Restate the following entries exactly. Keep the pictures out.

Image-grounded pointing data

────────

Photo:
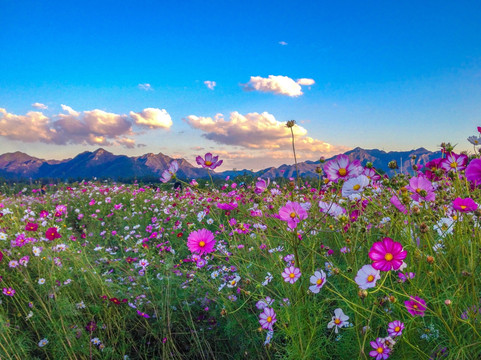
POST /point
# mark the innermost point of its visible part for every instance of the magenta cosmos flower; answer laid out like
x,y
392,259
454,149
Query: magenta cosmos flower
x,y
342,168
293,213
209,161
291,274
473,172
454,162
415,306
421,188
387,255
464,205
267,318
201,241
395,328
381,351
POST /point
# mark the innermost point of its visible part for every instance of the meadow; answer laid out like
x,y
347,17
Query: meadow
x,y
353,265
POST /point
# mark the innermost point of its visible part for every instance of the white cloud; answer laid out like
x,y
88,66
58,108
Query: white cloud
x,y
146,87
210,84
94,127
305,82
258,132
152,118
40,106
281,85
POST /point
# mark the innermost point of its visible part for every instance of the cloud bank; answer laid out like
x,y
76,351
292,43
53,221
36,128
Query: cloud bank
x,y
93,127
261,134
280,85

────────

§ **Your solution**:
Photo:
POST /point
# mark the innermost point of its visible part for every instance of the magenta cosmos flower; answer laid out like
x,y
392,259
454,149
Query: magenta cosmos flower
x,y
342,168
293,213
209,161
291,274
473,172
454,162
415,306
421,188
387,255
464,205
267,318
201,241
395,328
381,351
POST /point
# mark the innermost point of its visible part for every instance of the meadow; answer laid out like
x,y
347,17
Query: meadow
x,y
353,265
POST /point
# mark the innermost point of its visible part for every instance of the white cloud; answer laid out like
x,y
88,66
58,108
Query: white cloud
x,y
146,87
210,84
94,127
305,82
258,132
152,118
40,106
281,85
POST /point
# mark the innermost point of its visible part for every instance of the cloud bank; answer laid out like
x,y
76,351
292,43
53,221
36,128
Query: cloud bank
x,y
93,127
261,134
280,85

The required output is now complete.